Object location entries for an image
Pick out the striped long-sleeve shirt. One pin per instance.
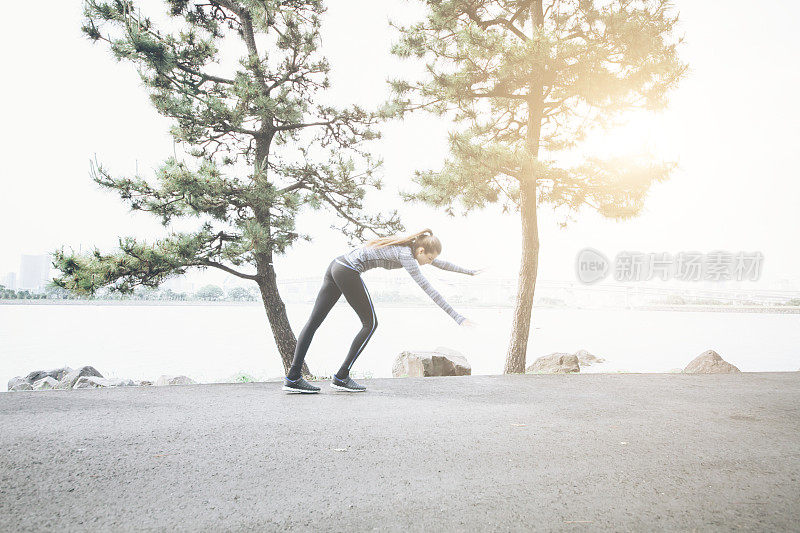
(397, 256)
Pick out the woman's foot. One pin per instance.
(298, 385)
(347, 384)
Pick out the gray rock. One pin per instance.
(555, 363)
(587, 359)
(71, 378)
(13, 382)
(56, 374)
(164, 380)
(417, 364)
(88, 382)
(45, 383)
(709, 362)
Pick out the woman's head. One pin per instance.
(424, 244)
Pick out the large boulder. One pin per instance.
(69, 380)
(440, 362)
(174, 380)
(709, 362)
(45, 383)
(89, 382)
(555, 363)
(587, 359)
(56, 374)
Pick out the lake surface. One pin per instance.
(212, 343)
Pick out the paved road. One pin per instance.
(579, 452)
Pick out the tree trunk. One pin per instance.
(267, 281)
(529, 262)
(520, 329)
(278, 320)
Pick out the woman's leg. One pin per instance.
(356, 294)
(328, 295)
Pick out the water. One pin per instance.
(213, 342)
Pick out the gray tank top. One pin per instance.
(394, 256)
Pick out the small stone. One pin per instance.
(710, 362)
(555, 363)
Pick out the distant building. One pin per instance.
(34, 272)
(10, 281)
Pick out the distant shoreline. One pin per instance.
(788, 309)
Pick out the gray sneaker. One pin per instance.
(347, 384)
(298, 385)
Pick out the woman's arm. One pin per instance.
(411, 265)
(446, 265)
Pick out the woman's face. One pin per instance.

(Stated problem) Copy every line above word for word, leaving out the pictures.

(Solution for this exercise)
Pick out the striped long-sleeve shirt. One pin per instance.
(397, 256)
Pick out the woman's foot. One pin per instance.
(298, 385)
(347, 384)
Pick out the gray rock. One pin per instance.
(555, 363)
(587, 359)
(71, 378)
(13, 382)
(56, 374)
(164, 380)
(417, 364)
(88, 382)
(45, 383)
(709, 362)
Pick out the woman's head. One pin per instance.
(424, 244)
Pick out the large boulder. One pin per instance.
(69, 380)
(440, 362)
(174, 380)
(709, 362)
(45, 383)
(89, 382)
(555, 363)
(587, 359)
(56, 374)
Pick out the lake surface. One pin per instance.
(212, 343)
Pick out the paved road. One pin per instance.
(579, 452)
Pick out the tree trunk. One pin per instance.
(267, 281)
(529, 262)
(520, 329)
(278, 320)
Pick out the woman's leg. One pin per instance.
(356, 294)
(328, 295)
Pick out the water. One pin per instance.
(213, 342)
Pick out the gray tank top. One pin per instance.
(394, 256)
Pick out the small stone. One pin per instance.
(710, 362)
(555, 363)
Pick out the distant building. One pin per instance.
(34, 272)
(10, 281)
Pick out the distant shoreline. One pin per instance.
(788, 309)
Pick out the gray sneaker. One pin per instance.
(347, 384)
(298, 385)
Pick out the woman's arm. One pin per instance.
(411, 265)
(446, 265)
Pick out the woman's face. One pin per instance.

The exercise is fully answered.